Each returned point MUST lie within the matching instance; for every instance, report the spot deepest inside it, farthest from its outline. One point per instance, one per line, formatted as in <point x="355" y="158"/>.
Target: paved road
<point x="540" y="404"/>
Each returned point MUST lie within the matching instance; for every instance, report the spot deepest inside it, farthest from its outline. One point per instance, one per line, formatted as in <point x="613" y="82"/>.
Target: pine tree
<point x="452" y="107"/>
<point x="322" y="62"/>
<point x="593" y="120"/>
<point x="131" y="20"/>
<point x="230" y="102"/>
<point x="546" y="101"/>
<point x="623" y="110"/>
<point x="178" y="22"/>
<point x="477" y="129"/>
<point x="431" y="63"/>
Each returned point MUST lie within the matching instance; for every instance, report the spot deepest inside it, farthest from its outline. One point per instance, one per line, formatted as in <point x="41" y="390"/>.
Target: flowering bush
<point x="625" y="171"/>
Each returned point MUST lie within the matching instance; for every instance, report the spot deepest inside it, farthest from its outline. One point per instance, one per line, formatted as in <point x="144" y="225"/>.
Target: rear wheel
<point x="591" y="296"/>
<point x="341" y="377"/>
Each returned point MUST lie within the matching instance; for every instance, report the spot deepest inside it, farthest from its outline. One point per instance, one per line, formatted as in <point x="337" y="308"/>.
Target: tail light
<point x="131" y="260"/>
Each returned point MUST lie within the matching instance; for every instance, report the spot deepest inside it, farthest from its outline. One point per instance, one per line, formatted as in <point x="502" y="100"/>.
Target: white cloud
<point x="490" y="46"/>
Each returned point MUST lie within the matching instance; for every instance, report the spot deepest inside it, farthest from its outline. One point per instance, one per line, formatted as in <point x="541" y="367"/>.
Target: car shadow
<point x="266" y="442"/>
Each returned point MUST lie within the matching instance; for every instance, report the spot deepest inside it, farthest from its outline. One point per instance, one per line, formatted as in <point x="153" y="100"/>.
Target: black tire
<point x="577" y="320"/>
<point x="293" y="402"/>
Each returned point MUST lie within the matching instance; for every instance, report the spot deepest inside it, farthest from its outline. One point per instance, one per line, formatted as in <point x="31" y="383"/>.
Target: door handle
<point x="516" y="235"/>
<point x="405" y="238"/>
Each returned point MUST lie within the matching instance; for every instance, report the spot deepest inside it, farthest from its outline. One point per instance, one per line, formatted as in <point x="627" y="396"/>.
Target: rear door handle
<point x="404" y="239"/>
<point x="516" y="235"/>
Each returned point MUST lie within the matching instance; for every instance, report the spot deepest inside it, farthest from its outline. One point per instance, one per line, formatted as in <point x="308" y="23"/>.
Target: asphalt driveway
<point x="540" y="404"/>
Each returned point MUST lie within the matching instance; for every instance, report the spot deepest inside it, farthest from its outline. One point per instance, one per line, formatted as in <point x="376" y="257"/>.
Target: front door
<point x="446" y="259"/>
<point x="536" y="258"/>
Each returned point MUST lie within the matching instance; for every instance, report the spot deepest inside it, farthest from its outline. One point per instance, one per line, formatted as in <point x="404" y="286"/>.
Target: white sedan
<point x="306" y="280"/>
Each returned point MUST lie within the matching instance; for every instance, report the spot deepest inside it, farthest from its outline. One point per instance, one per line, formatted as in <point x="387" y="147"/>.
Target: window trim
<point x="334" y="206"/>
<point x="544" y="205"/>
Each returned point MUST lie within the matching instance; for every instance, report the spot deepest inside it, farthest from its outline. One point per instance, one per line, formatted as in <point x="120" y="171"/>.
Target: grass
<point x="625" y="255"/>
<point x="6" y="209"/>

--

TASK PROMPT:
Retype all the material above precisely, with no line left out.

RESPONSE:
Each returned point MUST lie within the matching instance; for every instance, report the spot deepest inside it, farthest from its outline. One point per instance, one per line, formatted as in <point x="355" y="158"/>.
Target: paved road
<point x="540" y="404"/>
Each returned point MUST lie within the matching instance; for every instance, report the spot deepest inside it, farthest from its outline. One point per instance, one per line, formatted as in <point x="613" y="82"/>.
Target: pine tree
<point x="452" y="107"/>
<point x="322" y="62"/>
<point x="593" y="120"/>
<point x="131" y="20"/>
<point x="230" y="102"/>
<point x="546" y="101"/>
<point x="623" y="110"/>
<point x="178" y="22"/>
<point x="477" y="129"/>
<point x="431" y="63"/>
Each returned point MUST lie within the matching instance; for every instance, report the spot deepest inside it, farthest from its outline. One point per instance, one per line, formatted as in <point x="41" y="390"/>.
Target: flowering bush
<point x="625" y="171"/>
Each returned point MUST lie within the matching instance; for every instance, report the spot deepest inside it, farthest from its outline. One point per instance, one per line, formatted as in <point x="144" y="225"/>.
Target: rear wheel
<point x="591" y="296"/>
<point x="341" y="377"/>
Each returned point MUST lie within the matching instance; for every instance, report the spot deepest inside it, farthest from its outline. One point per instance, one per line, formatted as in <point x="337" y="308"/>.
Target: tail light
<point x="131" y="260"/>
Each returned point MUST lie within the matching instance; for every instance, report the spot deepest inside it, farthest from its outline. One point per instance, one per line, formatted as in <point x="502" y="100"/>.
Target: white cloud
<point x="490" y="46"/>
Each returned point MUST lie within the matching instance; for every instance, report the spot deepest inside it, farthest from its outline. One point per instance, one per line, formatted as in <point x="541" y="367"/>.
Target: car shadow
<point x="266" y="442"/>
Each returned point MUST lie within the matching instance; for every instance, report the spot deepest inside it, farthest from its outline. One point per instance, one per line, formatted as in <point x="153" y="100"/>.
Target: black tire
<point x="577" y="320"/>
<point x="293" y="402"/>
Each returned point MUST lie within the matching instance; for every instance, report the spot deepest inside it, farthest from its outline. One point per instance, one per line, formatted as in <point x="31" y="383"/>.
Target: door handle
<point x="516" y="235"/>
<point x="405" y="238"/>
Each returned point MUST lie within the matching instance; for every instance, report the spot deepest inside it, farthest from its outline. One point per instance, one per line, formatted as in <point x="627" y="396"/>.
Target: rear door handle
<point x="404" y="239"/>
<point x="516" y="235"/>
Each returned point MUST lie within the matching instance; for every instance, report the spot deepest inside it, farthest from its outline. One point per instance, one per line, formatted as in <point x="308" y="23"/>.
Target: asphalt driveway
<point x="540" y="404"/>
Each returned point MUST lie within the matching instance; for every instance, report the spot deepest inside it, farthest from its outline. One point per instance, one per line, formatted as in <point x="376" y="257"/>.
Target: front door
<point x="446" y="259"/>
<point x="536" y="258"/>
Each returned point MUST lie within the matching instance; for every instance, report the spot deepest inside it, farthest from its outline. One point per instance, one per line, formatted as in <point x="404" y="286"/>.
Target: white sedan
<point x="306" y="280"/>
Each returned point MUST lie within the matching instance; for every instance, report the spot deepest inside it, farthest from its outline. One point per instance, one per line, formatted as in <point x="387" y="147"/>.
Target: window trim
<point x="334" y="206"/>
<point x="544" y="205"/>
Each returned point MUST lie within the matching instance; for every instance, report the spot deepest inside it, farthest from its outline. One point per instance, one per line, formatted as in <point x="120" y="171"/>.
Target: grass
<point x="625" y="255"/>
<point x="6" y="209"/>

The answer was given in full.